--- Records to use Enclosed Below ---

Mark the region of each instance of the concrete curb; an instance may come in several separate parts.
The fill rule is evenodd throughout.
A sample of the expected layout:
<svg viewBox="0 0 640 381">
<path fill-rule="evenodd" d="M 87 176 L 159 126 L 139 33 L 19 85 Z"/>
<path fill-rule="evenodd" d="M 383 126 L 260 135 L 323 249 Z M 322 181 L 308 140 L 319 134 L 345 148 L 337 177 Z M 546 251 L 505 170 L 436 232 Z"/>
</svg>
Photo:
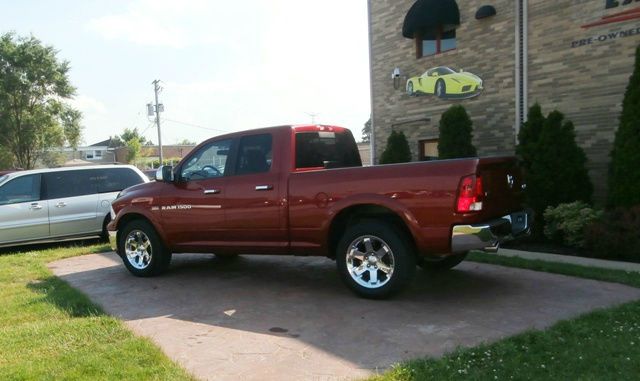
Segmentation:
<svg viewBox="0 0 640 381">
<path fill-rule="evenodd" d="M 570 255 L 537 253 L 533 251 L 511 250 L 502 248 L 498 250 L 497 254 L 505 257 L 520 257 L 525 259 L 537 259 L 546 262 L 570 263 L 579 266 L 640 272 L 640 263 L 608 261 L 604 259 L 574 257 Z"/>
</svg>

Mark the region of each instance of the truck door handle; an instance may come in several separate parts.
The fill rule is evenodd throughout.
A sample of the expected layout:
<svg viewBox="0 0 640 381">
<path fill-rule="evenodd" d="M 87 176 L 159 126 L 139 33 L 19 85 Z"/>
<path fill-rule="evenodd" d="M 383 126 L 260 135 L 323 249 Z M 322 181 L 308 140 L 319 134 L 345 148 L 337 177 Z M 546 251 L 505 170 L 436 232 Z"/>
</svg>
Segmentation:
<svg viewBox="0 0 640 381">
<path fill-rule="evenodd" d="M 266 190 L 272 190 L 272 189 L 273 189 L 273 185 L 256 185 L 257 191 L 266 191 Z"/>
<path fill-rule="evenodd" d="M 31 206 L 29 206 L 29 209 L 31 209 L 31 210 L 40 210 L 40 209 L 42 209 L 42 205 L 38 204 L 37 202 L 34 202 L 33 204 L 31 204 Z"/>
<path fill-rule="evenodd" d="M 65 206 L 67 206 L 67 204 L 62 201 L 56 204 L 56 208 L 64 208 Z"/>
<path fill-rule="evenodd" d="M 204 194 L 218 194 L 220 193 L 220 189 L 205 189 Z"/>
</svg>

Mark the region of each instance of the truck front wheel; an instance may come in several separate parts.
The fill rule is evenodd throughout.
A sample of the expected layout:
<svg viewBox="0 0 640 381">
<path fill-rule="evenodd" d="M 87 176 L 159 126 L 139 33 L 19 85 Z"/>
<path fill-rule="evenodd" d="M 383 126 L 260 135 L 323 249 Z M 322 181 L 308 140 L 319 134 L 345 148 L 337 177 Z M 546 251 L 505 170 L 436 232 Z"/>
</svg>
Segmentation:
<svg viewBox="0 0 640 381">
<path fill-rule="evenodd" d="M 119 234 L 118 252 L 127 270 L 139 277 L 161 274 L 171 262 L 171 253 L 158 233 L 143 220 L 134 220 L 124 226 Z"/>
<path fill-rule="evenodd" d="M 365 298 L 382 299 L 402 290 L 416 268 L 408 241 L 400 230 L 382 221 L 365 220 L 349 227 L 336 252 L 342 280 Z"/>
</svg>

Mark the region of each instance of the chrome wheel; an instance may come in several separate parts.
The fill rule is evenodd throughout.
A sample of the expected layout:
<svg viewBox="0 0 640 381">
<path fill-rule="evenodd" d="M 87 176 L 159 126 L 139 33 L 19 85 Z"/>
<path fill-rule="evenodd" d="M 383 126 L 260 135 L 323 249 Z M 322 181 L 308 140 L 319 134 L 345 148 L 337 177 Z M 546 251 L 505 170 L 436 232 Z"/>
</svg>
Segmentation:
<svg viewBox="0 0 640 381">
<path fill-rule="evenodd" d="M 362 287 L 380 288 L 393 275 L 393 252 L 386 242 L 376 236 L 356 238 L 348 246 L 346 256 L 349 275 Z"/>
<path fill-rule="evenodd" d="M 124 241 L 124 252 L 134 268 L 144 270 L 151 264 L 153 248 L 149 237 L 142 230 L 132 230 Z"/>
</svg>

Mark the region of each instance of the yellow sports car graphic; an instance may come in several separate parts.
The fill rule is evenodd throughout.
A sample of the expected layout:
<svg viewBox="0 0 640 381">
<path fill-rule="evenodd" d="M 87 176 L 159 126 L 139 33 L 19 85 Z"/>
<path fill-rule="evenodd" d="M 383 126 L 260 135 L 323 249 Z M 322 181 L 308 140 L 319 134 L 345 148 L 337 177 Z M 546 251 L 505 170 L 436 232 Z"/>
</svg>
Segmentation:
<svg viewBox="0 0 640 381">
<path fill-rule="evenodd" d="M 411 96 L 434 94 L 440 99 L 464 99 L 482 92 L 482 79 L 463 70 L 447 66 L 427 70 L 419 77 L 407 80 L 407 94 Z"/>
</svg>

--- End of Enclosed Records to use ---

This exercise needs every entry retyped exactly, with the pictures removed.

## Exercise response
Mark the region of each instance of the concrete curb; an instance may come in several separate parts.
The fill rule is evenodd throughout.
A sample of the expected layout:
<svg viewBox="0 0 640 381">
<path fill-rule="evenodd" d="M 87 176 L 159 126 L 139 33 L 19 85 Z"/>
<path fill-rule="evenodd" d="M 383 126 L 260 135 L 323 249 Z M 322 181 L 308 140 L 319 134 L 345 148 L 337 177 Z M 546 251 L 505 170 L 436 232 Z"/>
</svg>
Photo:
Segmentation:
<svg viewBox="0 0 640 381">
<path fill-rule="evenodd" d="M 570 255 L 537 253 L 533 251 L 511 250 L 502 248 L 498 250 L 497 254 L 505 257 L 520 257 L 525 259 L 537 259 L 546 262 L 570 263 L 579 266 L 640 272 L 640 263 L 608 261 L 604 259 L 574 257 Z"/>
</svg>

Mark the region of each instance of the truck door handle; an instance may come in several separate parts.
The fill rule is evenodd throughout.
A sample of the expected layout:
<svg viewBox="0 0 640 381">
<path fill-rule="evenodd" d="M 87 176 L 159 126 L 139 33 L 19 85 Z"/>
<path fill-rule="evenodd" d="M 383 126 L 260 135 L 323 249 Z M 322 181 L 308 140 L 319 134 L 345 148 L 337 177 Z M 546 251 L 505 170 L 436 232 Z"/>
</svg>
Segmentation:
<svg viewBox="0 0 640 381">
<path fill-rule="evenodd" d="M 266 190 L 272 190 L 272 189 L 273 189 L 273 185 L 256 185 L 257 191 L 266 191 Z"/>
<path fill-rule="evenodd" d="M 31 206 L 29 206 L 29 209 L 31 209 L 31 210 L 40 210 L 40 209 L 42 209 L 42 205 L 38 204 L 37 202 L 34 202 L 33 204 L 31 204 Z"/>
<path fill-rule="evenodd" d="M 65 206 L 67 206 L 67 204 L 62 201 L 56 204 L 56 208 L 64 208 Z"/>
<path fill-rule="evenodd" d="M 204 194 L 218 194 L 220 193 L 220 189 L 205 189 Z"/>
</svg>

Mark the region of each instance of the truck front wheel; an instance may come in several separate parts.
The fill rule is evenodd throughout.
A sample of the expected layout:
<svg viewBox="0 0 640 381">
<path fill-rule="evenodd" d="M 87 176 L 159 126 L 139 33 L 19 85 Z"/>
<path fill-rule="evenodd" d="M 383 126 L 260 135 L 323 249 Z M 322 181 L 308 140 L 319 134 L 345 148 L 337 177 Z M 546 251 L 505 170 L 436 232 Z"/>
</svg>
Segmentation:
<svg viewBox="0 0 640 381">
<path fill-rule="evenodd" d="M 119 234 L 118 252 L 127 270 L 139 277 L 161 274 L 171 262 L 171 253 L 158 233 L 143 220 L 134 220 L 124 226 Z"/>
<path fill-rule="evenodd" d="M 365 298 L 382 299 L 402 290 L 416 268 L 408 241 L 400 230 L 382 221 L 365 220 L 349 227 L 336 252 L 342 280 Z"/>
</svg>

Mark the region of each instance of the chrome wheel; an instance may come in several separate parts.
The fill rule is evenodd throughout.
A sample of the expected layout:
<svg viewBox="0 0 640 381">
<path fill-rule="evenodd" d="M 87 176 L 159 126 L 139 33 L 19 85 Z"/>
<path fill-rule="evenodd" d="M 383 126 L 260 135 L 323 249 Z M 322 181 L 308 140 L 319 134 L 345 148 L 337 177 Z M 546 251 L 505 170 L 436 232 Z"/>
</svg>
Segmentation:
<svg viewBox="0 0 640 381">
<path fill-rule="evenodd" d="M 362 287 L 380 288 L 393 275 L 393 252 L 386 242 L 376 236 L 356 238 L 348 246 L 346 256 L 349 275 Z"/>
<path fill-rule="evenodd" d="M 124 241 L 124 252 L 134 268 L 144 270 L 151 264 L 153 248 L 149 237 L 142 230 L 132 230 Z"/>
</svg>

Mark the region of each instance of the yellow sports car graphic; an instance may come in several separate parts.
The fill rule is evenodd throughout.
A sample of the expected layout:
<svg viewBox="0 0 640 381">
<path fill-rule="evenodd" d="M 87 176 L 159 126 L 139 33 L 19 85 Z"/>
<path fill-rule="evenodd" d="M 383 126 L 260 135 L 323 249 Z M 322 181 L 308 140 L 319 134 L 345 148 L 337 177 Z M 546 251 L 505 170 L 436 232 Z"/>
</svg>
Segmentation:
<svg viewBox="0 0 640 381">
<path fill-rule="evenodd" d="M 411 96 L 434 94 L 440 99 L 464 99 L 482 92 L 482 79 L 463 70 L 447 66 L 427 70 L 419 77 L 407 80 L 407 94 Z"/>
</svg>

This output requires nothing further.